* [TASK GOAL] Each entry below should be retyped exactly as given.
(INFORMATION SHOWN Opens)
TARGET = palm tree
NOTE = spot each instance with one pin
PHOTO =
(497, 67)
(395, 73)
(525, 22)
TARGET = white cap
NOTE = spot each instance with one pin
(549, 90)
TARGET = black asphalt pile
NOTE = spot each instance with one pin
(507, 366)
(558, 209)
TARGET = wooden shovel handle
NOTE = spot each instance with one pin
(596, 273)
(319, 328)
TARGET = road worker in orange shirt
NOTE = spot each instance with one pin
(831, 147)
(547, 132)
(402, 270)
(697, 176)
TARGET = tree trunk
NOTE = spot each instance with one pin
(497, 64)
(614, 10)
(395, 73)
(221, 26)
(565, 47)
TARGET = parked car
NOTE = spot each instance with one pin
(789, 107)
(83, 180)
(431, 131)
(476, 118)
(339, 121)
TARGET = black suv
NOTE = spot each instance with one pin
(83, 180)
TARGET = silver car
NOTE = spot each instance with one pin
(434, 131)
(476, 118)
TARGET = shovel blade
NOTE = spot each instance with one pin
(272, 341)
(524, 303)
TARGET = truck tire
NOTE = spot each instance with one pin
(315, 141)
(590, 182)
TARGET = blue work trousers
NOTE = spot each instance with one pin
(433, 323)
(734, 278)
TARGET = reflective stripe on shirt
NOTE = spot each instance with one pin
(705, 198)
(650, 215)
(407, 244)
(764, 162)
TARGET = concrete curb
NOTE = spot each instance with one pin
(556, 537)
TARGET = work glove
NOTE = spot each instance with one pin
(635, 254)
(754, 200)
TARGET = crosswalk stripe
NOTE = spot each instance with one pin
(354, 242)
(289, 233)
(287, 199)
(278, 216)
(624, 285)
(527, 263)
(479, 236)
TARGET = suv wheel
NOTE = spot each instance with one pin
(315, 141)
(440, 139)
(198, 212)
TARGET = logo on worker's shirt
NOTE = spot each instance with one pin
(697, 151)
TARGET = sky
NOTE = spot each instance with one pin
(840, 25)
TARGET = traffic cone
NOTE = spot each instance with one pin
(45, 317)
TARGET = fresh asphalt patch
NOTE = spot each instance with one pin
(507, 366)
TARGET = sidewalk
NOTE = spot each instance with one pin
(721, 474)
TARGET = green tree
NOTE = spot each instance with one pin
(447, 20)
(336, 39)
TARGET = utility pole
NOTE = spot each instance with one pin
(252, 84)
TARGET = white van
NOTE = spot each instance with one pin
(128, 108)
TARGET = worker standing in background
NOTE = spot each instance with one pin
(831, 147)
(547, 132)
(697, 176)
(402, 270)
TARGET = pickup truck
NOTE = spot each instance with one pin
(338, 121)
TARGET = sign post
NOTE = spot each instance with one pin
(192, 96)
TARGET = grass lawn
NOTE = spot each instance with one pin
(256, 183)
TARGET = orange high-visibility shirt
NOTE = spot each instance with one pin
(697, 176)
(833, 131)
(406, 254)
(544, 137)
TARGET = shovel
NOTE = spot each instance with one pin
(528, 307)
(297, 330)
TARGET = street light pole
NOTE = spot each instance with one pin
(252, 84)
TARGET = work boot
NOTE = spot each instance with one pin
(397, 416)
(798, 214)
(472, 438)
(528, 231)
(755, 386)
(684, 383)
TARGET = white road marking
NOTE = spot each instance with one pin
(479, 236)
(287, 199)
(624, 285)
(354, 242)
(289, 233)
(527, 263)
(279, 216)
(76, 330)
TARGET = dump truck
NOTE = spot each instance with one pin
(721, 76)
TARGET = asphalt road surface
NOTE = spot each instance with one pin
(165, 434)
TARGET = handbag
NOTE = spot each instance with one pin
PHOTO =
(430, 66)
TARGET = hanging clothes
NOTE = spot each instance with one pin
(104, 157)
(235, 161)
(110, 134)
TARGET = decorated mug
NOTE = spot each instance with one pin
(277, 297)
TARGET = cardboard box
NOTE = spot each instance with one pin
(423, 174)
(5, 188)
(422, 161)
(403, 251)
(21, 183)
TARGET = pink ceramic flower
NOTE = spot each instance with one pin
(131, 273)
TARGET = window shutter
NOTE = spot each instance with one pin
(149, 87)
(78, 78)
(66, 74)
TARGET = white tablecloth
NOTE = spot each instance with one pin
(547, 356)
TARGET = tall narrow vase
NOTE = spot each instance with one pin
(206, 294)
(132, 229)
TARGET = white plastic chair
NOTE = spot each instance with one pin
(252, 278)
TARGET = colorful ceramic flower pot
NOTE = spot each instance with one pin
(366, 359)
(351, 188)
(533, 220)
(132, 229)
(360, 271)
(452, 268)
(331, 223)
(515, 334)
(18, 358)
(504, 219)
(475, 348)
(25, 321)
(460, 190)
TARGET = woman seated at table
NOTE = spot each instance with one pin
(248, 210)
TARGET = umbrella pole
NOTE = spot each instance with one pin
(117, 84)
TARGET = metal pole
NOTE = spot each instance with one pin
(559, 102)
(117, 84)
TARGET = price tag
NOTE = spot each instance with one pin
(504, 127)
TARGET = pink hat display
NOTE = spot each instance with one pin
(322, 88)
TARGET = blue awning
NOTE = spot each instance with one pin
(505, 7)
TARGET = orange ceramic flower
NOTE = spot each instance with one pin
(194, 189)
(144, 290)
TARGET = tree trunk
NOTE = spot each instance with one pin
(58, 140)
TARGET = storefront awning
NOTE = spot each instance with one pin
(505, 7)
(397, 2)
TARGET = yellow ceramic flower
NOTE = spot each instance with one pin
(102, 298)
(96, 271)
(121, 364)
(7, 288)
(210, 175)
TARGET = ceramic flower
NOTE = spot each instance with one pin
(INFORMATION SHOWN Closes)
* [TASK ANSWER]
TARGET = palm tree
NOTE = spot each instance with one pin
PHOTO =
(497, 67)
(395, 73)
(525, 22)
TARGET = white cap
NOTE = spot each instance with one pin
(549, 90)
TARGET = black asphalt pile
NOTE = spot each instance with one pin
(507, 366)
(558, 209)
TARGET = wooden shovel handle
NOTE = spot each instance with one pin
(596, 273)
(319, 328)
TARGET = road worker in orange shirt
NOTE = spot each instance with one pin
(831, 147)
(547, 132)
(402, 270)
(697, 176)
TARGET = tree trunk
NOTE = spot each instance with one pin
(497, 64)
(614, 10)
(395, 73)
(221, 26)
(565, 47)
TARGET = parked car
NOTE = spot each instance with one pin
(789, 107)
(83, 180)
(431, 131)
(476, 118)
(339, 121)
TARGET = black suv
NOTE = spot each instance with one pin
(83, 180)
TARGET = silver car
NOTE = spot each instance with one pin
(434, 131)
(476, 118)
TARGET = shovel blade
NOTE = spot each instance with one pin
(272, 341)
(524, 303)
TARGET = truck tire
NOTE = spot each instance with one pin
(315, 141)
(590, 182)
TARGET = blue work trousers
NOTE = spot each instance with one pin
(433, 323)
(734, 278)
TARGET = reflective stripe on shirt
NOTE = spot each instance with one pin
(705, 198)
(650, 215)
(407, 244)
(764, 162)
TARGET = concrete curb
NOTE = spot each instance with one pin
(556, 537)
TARGET = work glove
NOTE = spot each instance with one pin
(635, 254)
(754, 200)
TARGET = crosswalk stripe
NOTE = spot each instance with one pin
(354, 242)
(289, 233)
(287, 199)
(278, 216)
(624, 285)
(527, 263)
(479, 236)
TARGET = suv wheel
NOTE = spot each instance with one pin
(315, 141)
(440, 139)
(198, 212)
TARGET = logo on worker's shirt
NOTE = spot each instance with one pin
(697, 151)
TARGET = sky
NOTE = spot each instance with one pin
(840, 25)
TARGET = traffic cone
NOTE = spot each instance with one pin
(45, 317)
TARGET = fresh asphalt patch
NOTE = spot each instance with one pin
(507, 366)
TARGET = sidewalk
NOTE = spot each instance with one pin
(721, 474)
TARGET = green tree
NOTE = spot each instance with one pin
(447, 20)
(336, 39)
TARGET = utility pole
NOTE = spot each instance with one pin
(252, 84)
TARGET = white van
NOTE = spot each instance with one pin
(128, 108)
TARGET = worker standing in background
NOTE = spot each instance with one pin
(831, 147)
(547, 132)
(697, 176)
(402, 270)
TARGET = pickup truck
NOTE = spot each instance with one pin
(338, 121)
TARGET = sign post
NOTE = spot each instance with one pin
(192, 96)
TARGET = grass lawn
NOTE = spot each instance with one pin
(256, 183)
TARGET = orange high-visibility shirt
NOTE = spot each instance with one pin
(697, 176)
(833, 131)
(406, 254)
(544, 137)
TARGET = shovel
NOTE = spot each instance with one pin
(528, 307)
(297, 330)
TARGET = street light pole
NOTE = spot each instance with one pin
(252, 84)
TARGET = work boot
NOTE = spot each instance with one pin
(397, 416)
(798, 214)
(472, 438)
(528, 231)
(755, 386)
(684, 383)
TARGET = white road marking
NOTE = spot each instance with one pin
(479, 236)
(287, 199)
(624, 285)
(354, 242)
(289, 233)
(527, 263)
(279, 216)
(76, 330)
TARGET = dump truck
NOTE = spot each instance with one pin
(721, 76)
TARGET = asphalt road surface
NOTE = spot each instance with one pin
(165, 434)
TARGET = handbag
NOTE = spot each instance with one pin
PHOTO =
(430, 66)
TARGET = hanging clothes
NOTE = spot each instance with one pin
(104, 157)
(235, 161)
(110, 134)
TARGET = decorated mug
NOTE = spot each instance with one pin
(277, 297)
TARGET = cardboard box
NOTE = spot each instance with one pin
(423, 174)
(5, 188)
(422, 161)
(403, 251)
(21, 183)
TARGET = pink ceramic flower
NOTE = spot each instance with one pin
(131, 273)
TARGET = window shutter
NOTE = spot each instance with one pin
(149, 87)
(78, 78)
(66, 74)
TARGET = white tablecloth
NOTE = spot each instance with one pin
(547, 356)
TARGET = tall narrow vase
NOTE = spot each instance with one pin
(206, 294)
(132, 229)
TARGET = white plastic chair
NOTE = spot each instance with one pin
(252, 278)
TARGET = colorful ceramic flower pot
NOTE = spot each instance with one pin
(366, 359)
(351, 188)
(533, 220)
(132, 229)
(360, 271)
(452, 268)
(331, 223)
(515, 334)
(18, 358)
(504, 219)
(475, 348)
(25, 321)
(460, 190)
TARGET = woman seated at table
NOTE = spot each instance with one pin
(248, 210)
TARGET = umbrella pole
NOTE = spot each instance with one pin
(117, 84)
TARGET = metal pole
NOTE = spot each instance with one pin
(559, 102)
(117, 84)
TARGET = price tag
NOTE = spot each instance with one pin
(504, 127)
TARGET = pink hat display
NOTE = spot each instance with one pin
(322, 88)
TARGET = blue awning
NOTE = spot each instance with one pin
(505, 7)
TARGET = orange ceramic flower
NOTE = spot each instance with one pin
(194, 189)
(144, 290)
TARGET = tree trunk
NOTE = spot each instance with one pin
(58, 140)
TARGET = storefront awning
NOTE = spot each instance with one pin
(505, 7)
(397, 2)
TARGET = yellow ceramic flower
NOTE = spot each instance with one pin
(102, 298)
(96, 271)
(121, 364)
(7, 288)
(210, 175)
TARGET = ceramic flower
NOTE = spot each instance with one pin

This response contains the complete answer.